* **TEKST ĆWICZENIA**:
Kolejne dni marca przyniosły wzrost liczby zakażeń w Polsce. Władze przedstawiały nowe instrukcje do walki z epidemią, krajowe firmy musiały podejmować następne kroki, aby minimalizować zagrożenie rozprzestrzeniania się wirusa. W połowie miesiąca w naszym kraju zaczął obowiązywać czasowy zakaz wstępu dla cudzoziemców. Podróżowanie do Polski wciąż było możliwe dla jej obywateli, ale każdy musiał się liczyć z odbyciem później 14-dniowej kwarantanny.
Wraz z wchodzeniem w życie kolejnych obostrzeń, Unity Line dostosowywało swoje działania do panujących warunków i wprowadzało kolejne procedury, które miały na celu zwiększenie bezpieczeństwa podróżujących. Do obowiązkowego pomiaru temperatury oraz wypełnienia karty informacyjnej doszły też między innymi ograniczenia w liczbie pasażerów, którzy mogli jednocześnie przebywać w restauracjach. Zwiększono również częstotliwość dezynfekcji powierzchni gładkich, a także rozmieszczono wiele pojemników ze środkami do dezynfekcji rąk.
18 marca firma zdecydowała o wstrzymaniu ruchu pasażerskiego na linii Cargo i o całościowe przeniesienie go na m/f Polonia i m/f Skania, pływające na linii do oraz z Ystad. Dokładnie tydzień później weszły w życie regulacje rządowe, które znacznie zaostrzyły możliwość swobodnego przemieszczania się. Od tamtego czasu sytuacja Unity Line ustabilizowała się na określonym poziomie. Konsekwencje epidemii dotknęły przede wszystkim ruchu pasażerskiego, a liczby są bezlitosne – firma zanotowała 70-procentowy spadek przewozów. W dużo lepszej kondycji jest natomiast transport cargo, który nie ucierpiał tak znacznie i może być realizowany na bieżąco, zapewniając płynne dostawy międzynarodowe.

* **PODANE INFORMACJE**:

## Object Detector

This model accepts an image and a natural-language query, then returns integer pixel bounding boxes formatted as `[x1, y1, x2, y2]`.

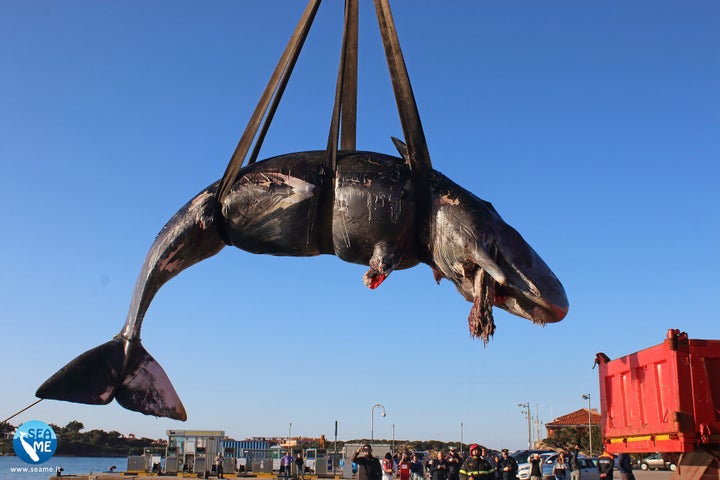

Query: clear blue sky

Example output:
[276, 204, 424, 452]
[0, 0, 720, 449]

* **ZADANIA**:
(1) W jakim celu, według tekstu o Unity Line, firma wprowadzała kolejne procedury wraz z wchodzeniem w życie nowych obostrzeń?
(2) Przepisz dokładnie fragment tekstu o Unity Line, zaczynając od słów "Kolejne dni marca" i kończąc na słowach "później 14-dniowej kwarantanny.".

* **ODPOWIEDZI DO ZADAŃ**:
(1) Procedury te miały na celu zwiększenie bezpieczeństwa podróżujących. W ten sposób Unity Line dostosowywało swoje działania do warunków panujących po wprowadzeniu kolejnych obostrzeń.

(2)
Kolejne dni marca przyniosły wzrost liczby zakażeń w Polsce. Władze przedstawiały nowe instrukcje do walki z epidemią, krajowe firmy musiały podejmować następne kroki, aby minimalizować zagrożenie rozprzestrzeniania się wirusa. W połowie miesiąca w naszym kraju zaczął obowiązywać czasowy zakaz wstępu dla cudzoziemców. Podróżowanie do Polski wciąż było możliwe dla jej obywateli, ale każdy musiał się liczyć z odbyciem później 14-dniowej kwarantanny.